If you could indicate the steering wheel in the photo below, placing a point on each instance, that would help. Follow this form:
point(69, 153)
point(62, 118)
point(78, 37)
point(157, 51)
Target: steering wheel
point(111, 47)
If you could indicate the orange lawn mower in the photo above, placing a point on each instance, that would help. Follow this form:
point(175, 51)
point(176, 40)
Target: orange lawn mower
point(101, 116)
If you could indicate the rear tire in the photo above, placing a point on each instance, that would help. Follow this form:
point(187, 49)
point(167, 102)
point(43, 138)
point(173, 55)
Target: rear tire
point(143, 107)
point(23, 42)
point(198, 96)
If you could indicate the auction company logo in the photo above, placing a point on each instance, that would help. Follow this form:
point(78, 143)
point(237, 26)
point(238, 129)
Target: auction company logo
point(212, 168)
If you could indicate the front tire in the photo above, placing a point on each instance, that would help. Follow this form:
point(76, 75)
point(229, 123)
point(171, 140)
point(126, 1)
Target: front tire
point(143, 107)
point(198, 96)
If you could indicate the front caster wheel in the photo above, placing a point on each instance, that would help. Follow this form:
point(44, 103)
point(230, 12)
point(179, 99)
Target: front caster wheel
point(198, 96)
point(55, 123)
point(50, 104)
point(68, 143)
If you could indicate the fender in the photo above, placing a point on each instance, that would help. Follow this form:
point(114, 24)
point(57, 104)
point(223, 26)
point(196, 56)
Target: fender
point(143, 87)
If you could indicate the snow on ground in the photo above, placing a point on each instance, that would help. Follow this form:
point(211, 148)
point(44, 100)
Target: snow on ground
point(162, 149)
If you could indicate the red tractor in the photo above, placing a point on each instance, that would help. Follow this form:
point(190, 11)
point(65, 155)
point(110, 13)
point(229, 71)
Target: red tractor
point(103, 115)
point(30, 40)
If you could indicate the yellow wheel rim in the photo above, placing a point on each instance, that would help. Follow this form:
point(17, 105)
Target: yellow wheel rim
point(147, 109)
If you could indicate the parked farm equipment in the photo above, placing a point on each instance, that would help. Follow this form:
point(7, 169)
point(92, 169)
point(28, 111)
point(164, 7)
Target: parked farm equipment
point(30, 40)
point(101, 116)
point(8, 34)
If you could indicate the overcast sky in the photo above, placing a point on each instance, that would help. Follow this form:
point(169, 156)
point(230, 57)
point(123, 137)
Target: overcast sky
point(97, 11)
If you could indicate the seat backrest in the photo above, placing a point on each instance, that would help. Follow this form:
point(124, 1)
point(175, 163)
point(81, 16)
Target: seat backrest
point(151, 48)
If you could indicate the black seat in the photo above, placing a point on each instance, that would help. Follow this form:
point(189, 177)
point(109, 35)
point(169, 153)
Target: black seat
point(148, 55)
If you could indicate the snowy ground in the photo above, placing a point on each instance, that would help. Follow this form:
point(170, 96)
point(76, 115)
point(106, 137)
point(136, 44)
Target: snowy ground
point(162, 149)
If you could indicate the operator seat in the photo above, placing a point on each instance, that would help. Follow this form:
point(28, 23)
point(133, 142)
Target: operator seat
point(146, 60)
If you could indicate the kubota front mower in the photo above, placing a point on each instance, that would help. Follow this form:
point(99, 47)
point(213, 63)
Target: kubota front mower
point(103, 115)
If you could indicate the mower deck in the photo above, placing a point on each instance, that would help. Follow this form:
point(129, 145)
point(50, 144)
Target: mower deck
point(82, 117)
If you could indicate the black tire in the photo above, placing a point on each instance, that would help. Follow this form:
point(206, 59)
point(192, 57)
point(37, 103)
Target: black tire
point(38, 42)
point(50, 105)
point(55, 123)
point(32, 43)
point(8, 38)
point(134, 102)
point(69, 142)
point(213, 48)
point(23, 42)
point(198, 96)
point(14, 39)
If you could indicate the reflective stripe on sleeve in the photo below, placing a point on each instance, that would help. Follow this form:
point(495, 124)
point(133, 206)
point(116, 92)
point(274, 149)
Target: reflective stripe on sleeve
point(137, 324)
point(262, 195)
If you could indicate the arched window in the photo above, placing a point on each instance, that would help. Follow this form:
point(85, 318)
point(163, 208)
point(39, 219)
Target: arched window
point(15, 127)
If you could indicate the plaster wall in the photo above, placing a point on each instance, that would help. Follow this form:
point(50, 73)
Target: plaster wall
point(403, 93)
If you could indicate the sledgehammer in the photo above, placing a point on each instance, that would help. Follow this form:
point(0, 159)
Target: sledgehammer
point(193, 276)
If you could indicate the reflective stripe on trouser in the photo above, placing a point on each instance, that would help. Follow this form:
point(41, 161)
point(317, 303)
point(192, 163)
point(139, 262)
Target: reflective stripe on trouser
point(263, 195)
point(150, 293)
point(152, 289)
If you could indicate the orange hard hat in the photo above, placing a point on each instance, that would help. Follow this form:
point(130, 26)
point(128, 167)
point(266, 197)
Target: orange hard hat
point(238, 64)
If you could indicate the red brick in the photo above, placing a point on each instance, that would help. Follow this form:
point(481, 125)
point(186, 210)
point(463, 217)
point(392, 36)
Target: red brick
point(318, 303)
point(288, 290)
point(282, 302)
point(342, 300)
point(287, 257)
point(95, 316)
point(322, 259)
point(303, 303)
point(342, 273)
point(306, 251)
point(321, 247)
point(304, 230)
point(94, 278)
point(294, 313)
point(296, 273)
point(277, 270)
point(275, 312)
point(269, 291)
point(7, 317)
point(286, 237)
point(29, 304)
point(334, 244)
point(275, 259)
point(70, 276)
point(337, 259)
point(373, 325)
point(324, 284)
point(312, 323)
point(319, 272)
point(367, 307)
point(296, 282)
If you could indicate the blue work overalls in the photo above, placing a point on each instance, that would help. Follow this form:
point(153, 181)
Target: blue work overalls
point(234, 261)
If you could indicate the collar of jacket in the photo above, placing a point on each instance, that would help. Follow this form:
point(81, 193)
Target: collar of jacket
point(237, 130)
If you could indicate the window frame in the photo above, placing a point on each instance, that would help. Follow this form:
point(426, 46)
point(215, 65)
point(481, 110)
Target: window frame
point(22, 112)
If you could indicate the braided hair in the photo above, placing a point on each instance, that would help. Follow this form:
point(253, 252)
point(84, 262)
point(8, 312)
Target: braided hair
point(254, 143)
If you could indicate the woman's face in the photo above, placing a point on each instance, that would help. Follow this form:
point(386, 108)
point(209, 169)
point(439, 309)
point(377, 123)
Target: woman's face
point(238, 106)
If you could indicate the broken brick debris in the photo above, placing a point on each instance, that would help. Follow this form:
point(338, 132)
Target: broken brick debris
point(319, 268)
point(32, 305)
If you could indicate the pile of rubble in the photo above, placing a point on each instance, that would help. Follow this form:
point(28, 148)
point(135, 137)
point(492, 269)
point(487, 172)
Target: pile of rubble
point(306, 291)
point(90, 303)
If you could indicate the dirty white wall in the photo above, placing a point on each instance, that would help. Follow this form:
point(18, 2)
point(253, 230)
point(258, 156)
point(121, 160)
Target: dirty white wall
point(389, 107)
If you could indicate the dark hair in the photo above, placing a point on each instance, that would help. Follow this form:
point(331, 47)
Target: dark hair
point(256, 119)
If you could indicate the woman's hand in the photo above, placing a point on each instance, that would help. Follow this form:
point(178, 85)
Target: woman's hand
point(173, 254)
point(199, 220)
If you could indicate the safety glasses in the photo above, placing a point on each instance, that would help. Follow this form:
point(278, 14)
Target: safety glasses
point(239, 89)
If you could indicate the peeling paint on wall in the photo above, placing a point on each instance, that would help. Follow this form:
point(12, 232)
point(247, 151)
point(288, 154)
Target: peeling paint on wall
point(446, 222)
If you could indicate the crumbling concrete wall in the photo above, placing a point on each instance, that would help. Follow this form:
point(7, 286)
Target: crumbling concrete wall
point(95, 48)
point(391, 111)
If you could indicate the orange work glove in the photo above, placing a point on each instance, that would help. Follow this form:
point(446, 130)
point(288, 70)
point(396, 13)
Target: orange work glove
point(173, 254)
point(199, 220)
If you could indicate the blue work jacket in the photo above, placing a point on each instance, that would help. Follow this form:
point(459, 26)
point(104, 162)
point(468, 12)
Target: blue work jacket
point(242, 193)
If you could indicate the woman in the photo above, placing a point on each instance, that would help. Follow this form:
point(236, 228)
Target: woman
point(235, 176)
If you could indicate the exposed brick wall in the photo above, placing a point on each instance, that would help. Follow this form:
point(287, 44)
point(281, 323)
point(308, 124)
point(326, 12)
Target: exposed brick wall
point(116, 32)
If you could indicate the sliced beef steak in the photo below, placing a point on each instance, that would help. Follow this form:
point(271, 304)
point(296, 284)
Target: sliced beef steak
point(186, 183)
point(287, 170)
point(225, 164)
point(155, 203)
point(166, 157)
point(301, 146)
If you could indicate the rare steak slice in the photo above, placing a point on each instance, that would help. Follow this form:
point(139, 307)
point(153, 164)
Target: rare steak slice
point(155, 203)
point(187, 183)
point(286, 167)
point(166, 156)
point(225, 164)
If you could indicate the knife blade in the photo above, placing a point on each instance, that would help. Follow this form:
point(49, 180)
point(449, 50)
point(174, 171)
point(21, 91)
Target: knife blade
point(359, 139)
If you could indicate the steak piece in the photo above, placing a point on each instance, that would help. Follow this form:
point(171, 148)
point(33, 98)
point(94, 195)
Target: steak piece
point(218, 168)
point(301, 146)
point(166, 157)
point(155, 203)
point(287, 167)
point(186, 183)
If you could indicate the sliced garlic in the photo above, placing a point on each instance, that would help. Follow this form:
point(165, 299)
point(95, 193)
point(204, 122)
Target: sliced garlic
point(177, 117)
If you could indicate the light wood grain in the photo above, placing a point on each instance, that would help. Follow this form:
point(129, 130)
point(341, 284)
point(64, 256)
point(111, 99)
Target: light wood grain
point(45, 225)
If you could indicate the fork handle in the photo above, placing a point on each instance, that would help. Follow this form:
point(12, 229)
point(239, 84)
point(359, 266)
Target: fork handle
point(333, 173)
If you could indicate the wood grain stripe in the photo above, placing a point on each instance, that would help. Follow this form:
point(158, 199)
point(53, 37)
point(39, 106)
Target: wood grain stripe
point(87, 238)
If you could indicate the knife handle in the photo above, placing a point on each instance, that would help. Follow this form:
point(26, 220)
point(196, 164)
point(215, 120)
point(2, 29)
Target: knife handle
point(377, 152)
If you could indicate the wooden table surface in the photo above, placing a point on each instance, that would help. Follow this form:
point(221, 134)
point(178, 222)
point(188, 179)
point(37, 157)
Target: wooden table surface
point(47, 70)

_ _ _

■ Task goal
Print again the lines of the entries above that fall between the line holding "point(81, 16)" and the line holding "point(213, 63)", inclusive, exactly as they stand.

■ Solution for this task
point(81, 16)
Target: seat backrest
point(151, 48)
If you could indicate the black seat in the photo above, placing a point on each instance, that would help. Follow this form:
point(189, 177)
point(109, 35)
point(169, 153)
Target: black seat
point(148, 55)
If you could indicate the snowy ground in the photo above, placing a point on each instance, that would help. Follow this form:
point(170, 96)
point(76, 115)
point(106, 137)
point(136, 44)
Target: snowy ground
point(162, 149)
If you could indicate the operator seat in the photo above, placing a point on each instance, that would help. Follow this form:
point(28, 23)
point(133, 142)
Target: operator seat
point(146, 60)
If you could indicate the kubota front mower in the photo above, placing a point on each instance, that would help. Follow this form:
point(99, 47)
point(213, 63)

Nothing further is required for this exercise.